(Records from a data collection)
···

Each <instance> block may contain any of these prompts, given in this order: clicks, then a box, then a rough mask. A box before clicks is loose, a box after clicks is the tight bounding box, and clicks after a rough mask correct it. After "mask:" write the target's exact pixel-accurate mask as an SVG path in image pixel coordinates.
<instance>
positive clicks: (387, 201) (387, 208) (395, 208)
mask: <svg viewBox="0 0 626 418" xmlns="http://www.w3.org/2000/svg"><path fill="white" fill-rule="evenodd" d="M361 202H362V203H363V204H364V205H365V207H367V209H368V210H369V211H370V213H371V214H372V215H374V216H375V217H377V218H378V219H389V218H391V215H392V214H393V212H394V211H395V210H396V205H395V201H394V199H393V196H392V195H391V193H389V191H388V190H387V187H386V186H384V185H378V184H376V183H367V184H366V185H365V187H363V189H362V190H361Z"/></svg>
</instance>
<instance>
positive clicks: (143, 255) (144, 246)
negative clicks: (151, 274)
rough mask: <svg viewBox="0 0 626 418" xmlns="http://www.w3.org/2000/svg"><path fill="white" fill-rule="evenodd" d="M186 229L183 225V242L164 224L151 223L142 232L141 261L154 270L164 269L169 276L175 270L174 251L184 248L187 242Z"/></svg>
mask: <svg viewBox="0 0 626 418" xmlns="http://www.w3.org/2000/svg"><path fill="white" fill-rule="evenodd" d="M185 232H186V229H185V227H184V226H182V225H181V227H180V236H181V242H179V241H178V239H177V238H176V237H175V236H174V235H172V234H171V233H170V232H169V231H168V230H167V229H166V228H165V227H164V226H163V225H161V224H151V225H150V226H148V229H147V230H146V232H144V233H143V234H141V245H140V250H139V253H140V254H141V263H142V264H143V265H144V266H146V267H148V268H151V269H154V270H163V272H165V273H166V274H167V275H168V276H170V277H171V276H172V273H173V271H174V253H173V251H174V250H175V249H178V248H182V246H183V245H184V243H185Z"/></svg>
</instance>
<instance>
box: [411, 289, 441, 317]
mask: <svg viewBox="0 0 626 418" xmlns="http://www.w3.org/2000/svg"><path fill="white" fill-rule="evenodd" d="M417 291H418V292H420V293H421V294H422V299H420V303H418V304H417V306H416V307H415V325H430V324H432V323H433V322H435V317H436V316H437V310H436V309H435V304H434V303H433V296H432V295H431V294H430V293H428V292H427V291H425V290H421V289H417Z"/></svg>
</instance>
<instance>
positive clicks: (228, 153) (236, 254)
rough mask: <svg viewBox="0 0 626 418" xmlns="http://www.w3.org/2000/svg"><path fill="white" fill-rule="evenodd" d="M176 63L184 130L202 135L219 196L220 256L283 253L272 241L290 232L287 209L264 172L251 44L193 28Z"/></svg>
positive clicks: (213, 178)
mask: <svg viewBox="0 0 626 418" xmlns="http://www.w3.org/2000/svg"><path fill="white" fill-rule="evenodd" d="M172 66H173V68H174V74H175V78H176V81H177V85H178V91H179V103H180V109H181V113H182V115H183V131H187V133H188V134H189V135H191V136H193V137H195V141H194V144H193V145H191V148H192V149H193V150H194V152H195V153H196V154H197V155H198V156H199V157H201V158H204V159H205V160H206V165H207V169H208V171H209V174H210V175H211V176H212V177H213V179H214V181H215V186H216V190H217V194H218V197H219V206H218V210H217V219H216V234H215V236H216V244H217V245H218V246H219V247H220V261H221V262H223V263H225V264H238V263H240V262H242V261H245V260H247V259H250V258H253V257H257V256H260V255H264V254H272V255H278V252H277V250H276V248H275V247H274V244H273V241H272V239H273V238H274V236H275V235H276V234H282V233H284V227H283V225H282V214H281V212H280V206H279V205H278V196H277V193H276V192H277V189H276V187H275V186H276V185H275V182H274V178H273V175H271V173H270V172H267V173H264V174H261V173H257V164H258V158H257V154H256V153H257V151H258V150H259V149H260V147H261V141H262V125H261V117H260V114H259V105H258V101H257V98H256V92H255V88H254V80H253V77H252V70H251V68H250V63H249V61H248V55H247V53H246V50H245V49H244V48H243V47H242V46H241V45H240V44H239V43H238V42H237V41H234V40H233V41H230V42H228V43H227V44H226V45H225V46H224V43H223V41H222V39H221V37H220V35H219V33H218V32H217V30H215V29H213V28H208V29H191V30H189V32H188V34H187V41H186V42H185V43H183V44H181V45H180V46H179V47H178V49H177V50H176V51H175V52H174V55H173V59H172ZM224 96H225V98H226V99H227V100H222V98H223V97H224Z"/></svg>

···

- [REQUIRED WORK]
Update the records from their first line through the line containing "positive clicks: (387, 201)", inclusive, by replacing "loose" with "approximate". Leave everything else unchanged and give only those lines.

- [FINAL ANSWER]
Each <instance> block may contain any of these prompts, given in this order: clicks, then a box, then a rough mask. A box before clicks is approximate, a box after clicks is the tight bounding box, and clicks after a rough mask correct it. After "mask:" write the target's exact pixel-accurate mask as an SVG path in image pixel coordinates.
<instance>
positive clicks: (387, 201) (387, 208) (395, 208)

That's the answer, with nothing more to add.